[Exercise text]
It has been a week since the presidential election was called for Joe Biden, after Pennsylvania pushed him over the 270 requirement to 279 electoral college votes. Arizona and Georgia have since been called for Biden, bringing his electoral vote count to 306 — coincidentally, the same number Donald Trump won in his 2016 bid for the presidency.
Yet, a week after Joe Biden was declared the president elect and 10 days after the election, President Trump has not conceded nor has he congratulated the president elect.
The president’s Twitter feed is a stream of false claims the election is being stolen from him:
Yesterday afternoon, the president gave a briefing at the White House, lauding his administration’s efforts to address the coronavirus pandemic. At one point he implied his administration would end, the only hint he’s given:
Ideally, we won’t go to a lockdown. I will not go — this administration will not be going to a lockdown. Hopefully, the — the — whatever happens in the future — who knows which administration it will be? I guess time will tell. But I can tell you, this administration will not go to a lockdown.
[/Exercise text]
Exercise brief:
Swap "10 days" for "ten days" in the election text from "Yet, a week" up to and including "the president elect.", and write out that stretch with the change. None of the lines that come after this are needed.
[Supplied data]
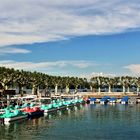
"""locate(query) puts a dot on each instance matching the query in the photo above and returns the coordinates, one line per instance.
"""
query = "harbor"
(88, 121)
[/Supplied data]
Result of the exercise:
Yet, a week after Joe Biden was declared the president elect and ten days after the election, President Trump has not conceded nor has he congratulated the president elect.